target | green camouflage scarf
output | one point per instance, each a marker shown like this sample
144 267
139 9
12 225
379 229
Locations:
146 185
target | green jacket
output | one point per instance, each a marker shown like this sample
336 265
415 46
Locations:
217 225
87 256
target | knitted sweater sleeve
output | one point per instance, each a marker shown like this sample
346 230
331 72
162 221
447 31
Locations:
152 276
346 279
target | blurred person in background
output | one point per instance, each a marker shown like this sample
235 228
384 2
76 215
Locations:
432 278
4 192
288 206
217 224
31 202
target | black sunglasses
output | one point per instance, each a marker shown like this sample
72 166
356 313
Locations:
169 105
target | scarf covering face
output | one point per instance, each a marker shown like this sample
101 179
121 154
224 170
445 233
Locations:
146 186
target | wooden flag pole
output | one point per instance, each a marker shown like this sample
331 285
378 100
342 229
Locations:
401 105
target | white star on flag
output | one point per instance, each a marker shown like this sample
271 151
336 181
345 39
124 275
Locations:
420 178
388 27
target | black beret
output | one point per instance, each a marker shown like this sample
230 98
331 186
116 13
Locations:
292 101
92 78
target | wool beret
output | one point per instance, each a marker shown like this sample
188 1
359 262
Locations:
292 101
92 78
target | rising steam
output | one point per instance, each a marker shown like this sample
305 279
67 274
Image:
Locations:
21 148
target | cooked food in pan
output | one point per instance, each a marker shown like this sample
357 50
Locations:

**TASK INSTRUCTIONS:** Every line in the records has to be written out again exactly.

**THE COMPLETED TASK:**
target | green camouflage scarf
output | one point per instance, each a marker shown like this sample
144 267
139 9
12 225
379 229
Locations:
146 185
target | green jacket
output | one point per instance, each a marker shown like this sample
336 265
415 46
Locations:
217 225
87 256
target | knitted sweater sleeve
output | one point per instance, each a marker shown like this sample
346 230
331 72
162 221
447 31
Locations:
152 276
346 279
target | blurred person in background
output | one point per instance, each a marker shown like this sample
235 228
384 2
76 215
Locations:
432 278
4 192
288 206
217 224
31 202
target | black sunglasses
output | one point per instance, each a marker shown like this sample
72 166
356 313
Locations:
169 105
target | scarf covering face
output | one point per instance, each a marker shown like this sample
101 179
121 154
224 170
445 233
Locations:
146 186
target | wooden flag pole
output | one point per instance, each a marker shown like this sample
331 285
378 100
342 229
Locations:
401 105
target | white star on flag
output | one point per instance, each a marker shown like this sample
271 151
336 181
345 39
124 275
Locations:
420 178
388 27
target | black beret
output | one point per instance, each a marker shown like this sample
230 98
331 186
116 13
Locations:
292 101
92 78
target | wool beret
output | one point per instance, each a marker shown like this sample
188 1
359 262
Locations:
292 101
92 78
target | rising steam
output | one point per instance, each a marker shown like this sample
305 279
67 274
Image:
Locations:
21 148
target | cooked food in pan
output | one point per instance, each a marker shown like this sample
357 50
Locations:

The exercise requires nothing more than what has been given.